Text for analysis -
↓↓↓
Posted on 01/09/2007 12:50:08 AM PST by bruinbirdman
"Oh my, my, my, my ... What are we to do? If only the Government would step in and fix everything!" (/s)
Wonder why! ~barf
"We are not worthy! We are not worthy!"
It's obviously not a demand side problem. There is two trillion dollars of demand already. It's a supply side problem. They need to eliminate regulation that prevents people from entering or investing in the industry.
Wouldn't these $ be better $pent on $omething worthwhile, like Globle Warming?
"Leading the increase were hospital services, which grew 7.9 percent to $611.6 billion and accounted for 31 percent of all U.S. health care dollars in 2005. Rising labor costs amid a sustained worker shortage were major factors, according to the report, one of the most comprehensive available."
Too few doctors. Too few healthcare technicians. Too few nurses. Too few healthcare workers all around. So why is this? We spend more than $611 billion on them a year? We're not paying them enough?
No. The problem is that the government regulatory scheme is designed to reduce the number of people employed in this industry. The regulators have hit on the brilliant idea that the problem with the healthcare industry is that we have too many people employed by the industry. Go figure.
"...spending for Medicare -- the federal insurance program for the elderly and disabled -- grew 9.3 percent to reach $342 billion last year."
Lyndon B. Johnson, one of America's biggest liars ever to become president, assured us that Medicare would never exceed 9 billion dollars. Think of that every time the Dem liars want to start a new program and give us their phony cost estimates. Government has run up the price of health care in the US to its current absurd level. Their cure? They want to take it over completely and run it as efficiently as they do welfare and the post office.
The government ran the price up?
Health-care spending grew 6.9 percent
Heck that's cheap! My insurance premiums went up 33% this year! And now Arnold wants me to pay more for the illegal aliens who already get free healthcare.
I am baffled.
Overall, it went up by 6.9%. But notice that hospital costs went up 31%, and the primary component of that cost is labor. I can assure you that the hospitals did not increase their employment by 31%, and they certainly did not increase the amount of labor per patient by 31%. I'm sure that it's primarily a matter of paying more for the same amount of labor. And that does not happen unless the demand for labor goes up a lot faster than the supply.
The problem is that we don't have enough doctors, nurses, and medical technicians. You can increase the demand all you want, and it's not going to increase the availability of healthcare if you don't increase supply. It's just going to bid up the cost.
Guess I should have used a sarcasm tag.
My brother-in-law is a contractor who does a lot of work in the million+ dollar "McMansions" that have popped-up in Florida over the past few years.
↑↑↑
Exercise requirements -
1. Reproduce the health-care spending thread from "The government ran" up to and including "I am baffled.", renaming "premiums" to "rates" throughout.
2. According to the health-care spending thread, by what percentage did Medicare spending grow?
The material that comes next is separate from the health-care spending thread.

Data section -
↓↓↓
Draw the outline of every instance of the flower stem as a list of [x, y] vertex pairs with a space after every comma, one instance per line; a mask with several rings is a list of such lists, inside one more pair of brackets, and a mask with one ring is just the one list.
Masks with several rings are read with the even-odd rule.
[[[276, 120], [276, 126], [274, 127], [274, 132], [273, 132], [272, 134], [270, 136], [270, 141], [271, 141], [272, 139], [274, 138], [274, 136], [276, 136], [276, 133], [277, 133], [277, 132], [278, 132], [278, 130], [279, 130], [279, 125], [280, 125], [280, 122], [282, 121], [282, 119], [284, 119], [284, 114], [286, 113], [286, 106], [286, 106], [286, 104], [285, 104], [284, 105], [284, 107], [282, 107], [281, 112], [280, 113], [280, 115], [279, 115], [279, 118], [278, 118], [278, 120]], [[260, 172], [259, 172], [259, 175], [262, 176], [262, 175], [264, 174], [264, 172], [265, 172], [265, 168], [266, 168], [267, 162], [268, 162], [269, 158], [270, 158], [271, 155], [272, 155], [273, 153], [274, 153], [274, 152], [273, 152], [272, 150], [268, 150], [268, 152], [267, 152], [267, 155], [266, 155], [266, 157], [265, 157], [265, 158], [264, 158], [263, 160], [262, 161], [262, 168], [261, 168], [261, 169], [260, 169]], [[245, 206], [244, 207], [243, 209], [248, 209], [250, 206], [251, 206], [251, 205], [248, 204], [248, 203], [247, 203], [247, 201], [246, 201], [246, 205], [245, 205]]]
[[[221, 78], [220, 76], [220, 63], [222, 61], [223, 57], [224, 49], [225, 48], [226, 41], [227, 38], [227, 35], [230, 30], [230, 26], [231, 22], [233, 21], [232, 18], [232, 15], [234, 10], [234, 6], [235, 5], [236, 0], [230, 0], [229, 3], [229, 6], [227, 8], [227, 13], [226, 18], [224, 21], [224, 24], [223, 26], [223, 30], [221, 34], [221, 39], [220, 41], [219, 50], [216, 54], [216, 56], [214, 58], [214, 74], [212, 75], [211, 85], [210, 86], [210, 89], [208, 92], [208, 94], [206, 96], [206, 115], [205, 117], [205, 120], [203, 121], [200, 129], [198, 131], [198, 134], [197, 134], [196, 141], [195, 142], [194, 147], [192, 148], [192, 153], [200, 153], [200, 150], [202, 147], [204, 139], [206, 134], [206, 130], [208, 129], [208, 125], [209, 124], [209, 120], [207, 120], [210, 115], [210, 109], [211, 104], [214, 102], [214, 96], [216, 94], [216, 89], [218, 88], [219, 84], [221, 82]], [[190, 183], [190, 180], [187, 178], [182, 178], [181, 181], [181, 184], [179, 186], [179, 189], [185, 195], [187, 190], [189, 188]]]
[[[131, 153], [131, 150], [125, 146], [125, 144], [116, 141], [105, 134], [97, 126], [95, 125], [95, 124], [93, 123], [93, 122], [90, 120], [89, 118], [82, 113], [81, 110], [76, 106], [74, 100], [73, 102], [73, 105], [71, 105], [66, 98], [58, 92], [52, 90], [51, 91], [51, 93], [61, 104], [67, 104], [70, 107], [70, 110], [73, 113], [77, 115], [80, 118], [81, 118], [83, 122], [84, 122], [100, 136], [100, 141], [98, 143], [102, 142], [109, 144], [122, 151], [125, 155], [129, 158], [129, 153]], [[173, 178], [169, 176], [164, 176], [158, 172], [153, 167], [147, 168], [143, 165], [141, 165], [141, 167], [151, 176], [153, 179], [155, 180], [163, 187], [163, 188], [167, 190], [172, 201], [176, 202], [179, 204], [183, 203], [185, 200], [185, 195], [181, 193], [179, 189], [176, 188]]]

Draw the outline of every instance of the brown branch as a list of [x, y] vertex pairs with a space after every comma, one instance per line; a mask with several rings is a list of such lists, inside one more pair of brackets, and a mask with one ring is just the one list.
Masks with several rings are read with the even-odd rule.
↑↑↑
Results in order -
1.
The government ran the price up?
Health-care spending grew 6.9 percent
Heck that's cheap! My insurance rates went up 33% this year! And now Arnold wants me to pay more for the illegal aliens who already get free healthcare.
I am baffled.

2. It grew 9.3 percent, reaching $342 billion.